SELECTED TEXT —

[start]

This RFC is a description of the protocol used in the DCN local
networks to maintain connectivity, routing, and timekeeping
information.  These procedures may be of interest to designers and
implementers of other networks.

1.  Introduction

     This document describes the local-net architecture and protocols
of the Distributed Computer Network (DCN), a family of local nets
based on Internet technology and an implementation of PDP11-based
software called the Fuzzball.  DCN local nets have been in operation
for about three years and now include clones in the USA, UK, Norway
and West Germany.  They typically include a number of PDP11 or LSI-11
Fuzzballs, one of which is elected a gateway, and often include other
Internet-compatible hosts as well.

     The DCN local-net protocols are intended to provide connectivity,
routing and timekeeping functions for a set of randomly connected
personal computers and service hosts.  The design philosophy guiding
the Fuzzball implementation is to incorporate complete functionality
in every host, which can serve as a packet switch, gateway and service
host all at the same time.  When a set of Fuzzballs are connected
together using a haphazard collection of serial, parallel and
contention-bus interfaces, they organize themselves into a network
with routing based on minimum delay.

     The purpose of this document is to describe the local-net
protocols used by the DCN to maintain connectivity, routing and
timekeeping functions.  The document is an extensive revision and
expansion of Section 4.2 of [1] and is divided into two parts, the
first of which is an informal description of the architecture,
together with explanatory remarks.  The second part consists of a
semi-formal specification of the entities and protocols used to
determine connectivity, establish routing and maintain clock
synchronization and is designed to aid in the implementation of cohort
systems.  The link-level coding is described in the appendix.

[end]

TASK PROMPT — According to the DCN protocol description, in which countries are there clones of DCN local nets? The material that comes next has no connection to the DCN protocol description.

SUPPLIED DATA —
[start]

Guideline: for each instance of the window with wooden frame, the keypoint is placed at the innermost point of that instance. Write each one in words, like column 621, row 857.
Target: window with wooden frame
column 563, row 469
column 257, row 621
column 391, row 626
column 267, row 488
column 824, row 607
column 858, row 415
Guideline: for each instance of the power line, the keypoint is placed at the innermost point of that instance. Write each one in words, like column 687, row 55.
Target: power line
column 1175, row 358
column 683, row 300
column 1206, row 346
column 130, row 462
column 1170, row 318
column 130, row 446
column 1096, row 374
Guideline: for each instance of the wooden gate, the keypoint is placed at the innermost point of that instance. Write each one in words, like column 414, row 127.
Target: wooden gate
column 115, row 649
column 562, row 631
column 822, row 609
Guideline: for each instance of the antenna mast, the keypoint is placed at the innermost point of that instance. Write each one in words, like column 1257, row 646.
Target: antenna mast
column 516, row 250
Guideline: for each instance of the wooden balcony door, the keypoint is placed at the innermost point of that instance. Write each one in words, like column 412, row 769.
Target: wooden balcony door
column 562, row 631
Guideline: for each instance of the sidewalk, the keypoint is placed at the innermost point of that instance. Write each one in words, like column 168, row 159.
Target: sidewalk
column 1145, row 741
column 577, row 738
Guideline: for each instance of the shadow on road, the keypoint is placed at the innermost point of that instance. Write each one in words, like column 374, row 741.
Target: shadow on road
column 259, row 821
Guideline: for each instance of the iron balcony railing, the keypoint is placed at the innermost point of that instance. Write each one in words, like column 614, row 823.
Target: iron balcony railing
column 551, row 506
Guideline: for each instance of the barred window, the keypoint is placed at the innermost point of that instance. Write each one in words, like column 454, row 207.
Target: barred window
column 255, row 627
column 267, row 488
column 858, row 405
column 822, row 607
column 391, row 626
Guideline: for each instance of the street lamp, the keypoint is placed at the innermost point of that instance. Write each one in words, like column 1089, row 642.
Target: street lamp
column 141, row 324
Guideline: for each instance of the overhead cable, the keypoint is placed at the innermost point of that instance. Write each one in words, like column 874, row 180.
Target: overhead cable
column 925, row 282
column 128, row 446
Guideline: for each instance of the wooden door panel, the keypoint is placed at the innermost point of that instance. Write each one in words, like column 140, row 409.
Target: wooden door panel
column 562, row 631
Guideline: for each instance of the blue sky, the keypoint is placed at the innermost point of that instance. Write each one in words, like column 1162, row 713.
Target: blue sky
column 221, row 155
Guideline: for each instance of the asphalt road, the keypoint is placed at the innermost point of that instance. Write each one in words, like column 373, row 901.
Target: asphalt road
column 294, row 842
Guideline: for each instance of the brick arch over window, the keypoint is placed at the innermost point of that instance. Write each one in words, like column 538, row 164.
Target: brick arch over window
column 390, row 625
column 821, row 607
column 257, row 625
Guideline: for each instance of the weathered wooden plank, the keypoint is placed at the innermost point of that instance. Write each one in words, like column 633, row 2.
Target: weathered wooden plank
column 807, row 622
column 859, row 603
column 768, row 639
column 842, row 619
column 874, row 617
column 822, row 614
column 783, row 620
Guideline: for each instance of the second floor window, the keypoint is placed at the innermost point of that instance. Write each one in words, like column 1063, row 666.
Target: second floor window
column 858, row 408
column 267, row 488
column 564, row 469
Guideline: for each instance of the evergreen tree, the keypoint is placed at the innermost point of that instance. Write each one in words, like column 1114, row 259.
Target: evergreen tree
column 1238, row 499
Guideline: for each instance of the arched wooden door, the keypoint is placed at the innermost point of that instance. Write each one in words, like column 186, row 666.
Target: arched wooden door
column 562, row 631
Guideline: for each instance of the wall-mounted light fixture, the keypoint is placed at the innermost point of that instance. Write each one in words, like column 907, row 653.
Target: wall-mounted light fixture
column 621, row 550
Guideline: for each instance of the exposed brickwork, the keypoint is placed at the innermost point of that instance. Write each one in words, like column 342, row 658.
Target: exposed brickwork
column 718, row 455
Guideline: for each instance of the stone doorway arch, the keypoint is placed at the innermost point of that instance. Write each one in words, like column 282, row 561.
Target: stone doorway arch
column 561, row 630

[end]

EXERCISE RESPONSE — The USA, UK, Norway and West Germany.